◆ **THE REQUEST**: Could every line of the data be printed exactly as it reads?

— start INFORMATION SUPPLIED —

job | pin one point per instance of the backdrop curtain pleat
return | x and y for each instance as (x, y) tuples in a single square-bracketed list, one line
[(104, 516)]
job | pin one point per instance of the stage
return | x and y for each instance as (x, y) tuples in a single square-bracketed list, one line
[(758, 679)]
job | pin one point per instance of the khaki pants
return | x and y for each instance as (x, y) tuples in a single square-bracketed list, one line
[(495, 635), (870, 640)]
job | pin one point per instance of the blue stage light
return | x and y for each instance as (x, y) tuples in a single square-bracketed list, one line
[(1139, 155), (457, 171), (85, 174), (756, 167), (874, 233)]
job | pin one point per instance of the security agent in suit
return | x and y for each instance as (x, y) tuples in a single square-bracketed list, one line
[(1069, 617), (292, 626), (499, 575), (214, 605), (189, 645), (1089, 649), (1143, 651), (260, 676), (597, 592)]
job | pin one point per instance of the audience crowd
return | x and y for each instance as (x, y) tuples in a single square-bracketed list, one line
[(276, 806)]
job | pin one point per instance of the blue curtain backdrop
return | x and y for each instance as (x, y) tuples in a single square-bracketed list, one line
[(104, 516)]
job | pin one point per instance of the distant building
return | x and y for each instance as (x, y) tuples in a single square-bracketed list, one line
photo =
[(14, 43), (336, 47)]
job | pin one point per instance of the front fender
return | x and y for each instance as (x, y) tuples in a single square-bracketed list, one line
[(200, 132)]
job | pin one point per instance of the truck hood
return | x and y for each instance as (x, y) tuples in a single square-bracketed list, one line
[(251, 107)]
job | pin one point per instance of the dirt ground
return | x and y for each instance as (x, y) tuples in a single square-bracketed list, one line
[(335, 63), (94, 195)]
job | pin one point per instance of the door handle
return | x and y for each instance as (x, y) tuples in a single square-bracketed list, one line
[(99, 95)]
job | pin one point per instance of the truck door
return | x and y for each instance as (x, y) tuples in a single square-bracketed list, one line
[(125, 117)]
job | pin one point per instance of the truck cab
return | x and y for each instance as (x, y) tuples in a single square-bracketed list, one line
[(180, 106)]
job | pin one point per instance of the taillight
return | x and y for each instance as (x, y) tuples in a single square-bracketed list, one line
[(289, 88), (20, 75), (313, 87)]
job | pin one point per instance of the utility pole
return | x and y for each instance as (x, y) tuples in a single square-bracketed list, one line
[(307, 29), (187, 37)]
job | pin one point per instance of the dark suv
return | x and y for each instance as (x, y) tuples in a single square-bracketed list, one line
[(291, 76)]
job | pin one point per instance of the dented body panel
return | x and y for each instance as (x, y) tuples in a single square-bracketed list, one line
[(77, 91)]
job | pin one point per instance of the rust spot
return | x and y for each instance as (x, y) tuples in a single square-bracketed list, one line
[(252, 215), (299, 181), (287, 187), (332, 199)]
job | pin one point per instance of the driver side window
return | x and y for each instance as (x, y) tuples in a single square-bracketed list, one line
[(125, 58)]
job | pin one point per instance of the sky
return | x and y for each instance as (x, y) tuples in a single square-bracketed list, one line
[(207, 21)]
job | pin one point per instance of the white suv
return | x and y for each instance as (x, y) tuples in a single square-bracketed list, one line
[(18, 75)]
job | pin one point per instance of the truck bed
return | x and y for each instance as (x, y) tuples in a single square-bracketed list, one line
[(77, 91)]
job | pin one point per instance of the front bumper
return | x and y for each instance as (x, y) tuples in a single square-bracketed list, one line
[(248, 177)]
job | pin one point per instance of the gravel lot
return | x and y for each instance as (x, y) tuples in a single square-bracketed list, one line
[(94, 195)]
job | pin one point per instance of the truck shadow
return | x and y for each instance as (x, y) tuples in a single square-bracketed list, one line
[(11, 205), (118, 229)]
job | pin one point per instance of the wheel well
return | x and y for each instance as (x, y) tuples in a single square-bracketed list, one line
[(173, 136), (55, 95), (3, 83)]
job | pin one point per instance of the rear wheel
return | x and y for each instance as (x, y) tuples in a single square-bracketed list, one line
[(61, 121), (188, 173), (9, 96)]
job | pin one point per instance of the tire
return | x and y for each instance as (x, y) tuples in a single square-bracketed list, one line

— end INFORMATION SUPPLIED —

◆ **ANSWER TO THIS TASK**:
job | pin one point per instance of the backdrop curtain pleat
return | x and y for each instance as (x, y) tuples in a single square-bracketed list, one line
[(104, 516)]
job | pin one point per instance of the stage
return | x and y for each instance as (x, y) tuples in a single square-bracketed list, one line
[(758, 679)]
job | pin one point per instance of the khaki pants
return | x and y for each instance as (x, y) tuples in a single square-bracketed list, one line
[(495, 635), (870, 640)]
job | pin one point per instance of the blue stage light
return | x and y for each instance as (x, y) tuples in a single square-bracketed list, one line
[(1139, 155), (457, 171), (85, 174), (756, 167), (874, 233)]
job | pin one point per instance of the security agent in suit
return | x and y for each instance as (x, y) tuples in a single square-bracketed list, one line
[(1069, 617), (292, 626), (499, 575), (214, 605), (189, 645), (1089, 649), (1143, 651), (260, 676), (597, 592)]
job | pin one point per instance of the audience crowd
return | x and y for each instance as (x, y) tuples in a single square-bracketed list, one line
[(276, 806)]
job | pin one point per instance of the blue curtain backdrop
return | x and y for each instance as (x, y) tuples in a single square-bracketed list, one line
[(104, 516)]
job | pin one point per instance of the distant building
return | x and y for each instance as (x, y) tuples in a single square-bracketed list, one line
photo =
[(14, 43), (336, 47)]
job | pin one point per instance of the front fender
return | x and y for each instance as (x, y) tuples in a single square-bracketed list, one line
[(200, 132)]
job | pin one point per instance of the truck hood
return | x and y for each instance as (x, y) tuples in a single square-bracketed list, one line
[(251, 107)]
job | pin one point per instance of the dirt ground
return | x and y for each instance as (x, y) tuples in a single square-bracketed list, one line
[(335, 63), (94, 195)]
job | pin one point per instance of the door handle
return | x and y for each instance as (x, y) tuples in a single square-bracketed list, one line
[(99, 95)]
job | pin one point per instance of the truck door
return | x and y for each instance as (x, y) tuples in a single square-bracketed list, one line
[(125, 117)]
job | pin one point per instance of the truck cab
return | x and y for each instance as (x, y) tuples in a single square-bracketed list, one line
[(180, 106)]
job | pin one point per instance of the taillight
return | x and y for each instance as (x, y) tuples in a single square-bracketed list, one line
[(289, 88), (20, 75), (313, 87)]
job | pin one point per instance of the utility pole
return | x and y for each instance as (x, y) tuples in a single square-bracketed list, one line
[(307, 29), (187, 37)]
job | pin one point per instance of the dark suv
return | x and y for each instance as (x, y) tuples in a single square-bracketed list, one line
[(291, 76)]
job | pin one point per instance of the dented body panel
return | x and y for each instance as (x, y) tuples in a single square-bracketed list, one line
[(77, 91)]
job | pin one point per instance of the rust spot
return | x and y for each instance as (x, y) tuples in a single square-bracketed list, one line
[(252, 215), (299, 181), (287, 187), (332, 199)]
job | pin one point per instance of the driver side window
return | x and y for each instance as (x, y) tuples in a single square-bracketed list, one line
[(125, 58)]
job | pin one point per instance of the sky
return | x and y for each instance as (x, y) tuples in a single square-bracketed list, one line
[(207, 21)]
job | pin one point per instance of the white suv
return | x and y for each instance as (x, y) tuples in a single square-bracketed list, one line
[(18, 75)]
job | pin one point per instance of the truck bed
return | x and y for each instance as (x, y) tuples in a single square-bracketed list, one line
[(77, 91)]
job | pin one point per instance of the front bumper
return | x and y for each instance as (x, y) tuples in a single square-bracketed list, one line
[(248, 177)]
job | pin one point per instance of the gravel lot
return | x and y for each instance as (x, y) tuples in a single square-bracketed list, one line
[(94, 195)]
job | pin one point per instance of the truck shadow
return | x and y for each instance as (x, y) tuples in a single square-bracketed list, one line
[(11, 205), (118, 229)]
job | pin one point per instance of the wheel well
return | x and y for each instance as (x, y) tuples in a single square-bracketed list, one line
[(173, 136), (55, 95), (3, 83)]
job | pin one point per instance of the rear wheel
return | x and y for each instance as (x, y) tuples in a single square-bracketed list, one line
[(61, 121), (188, 173), (9, 96)]
job | pin one point per instance of the tire
return | x and y for each instance as (x, y) tuples in a single square-bracketed list, one line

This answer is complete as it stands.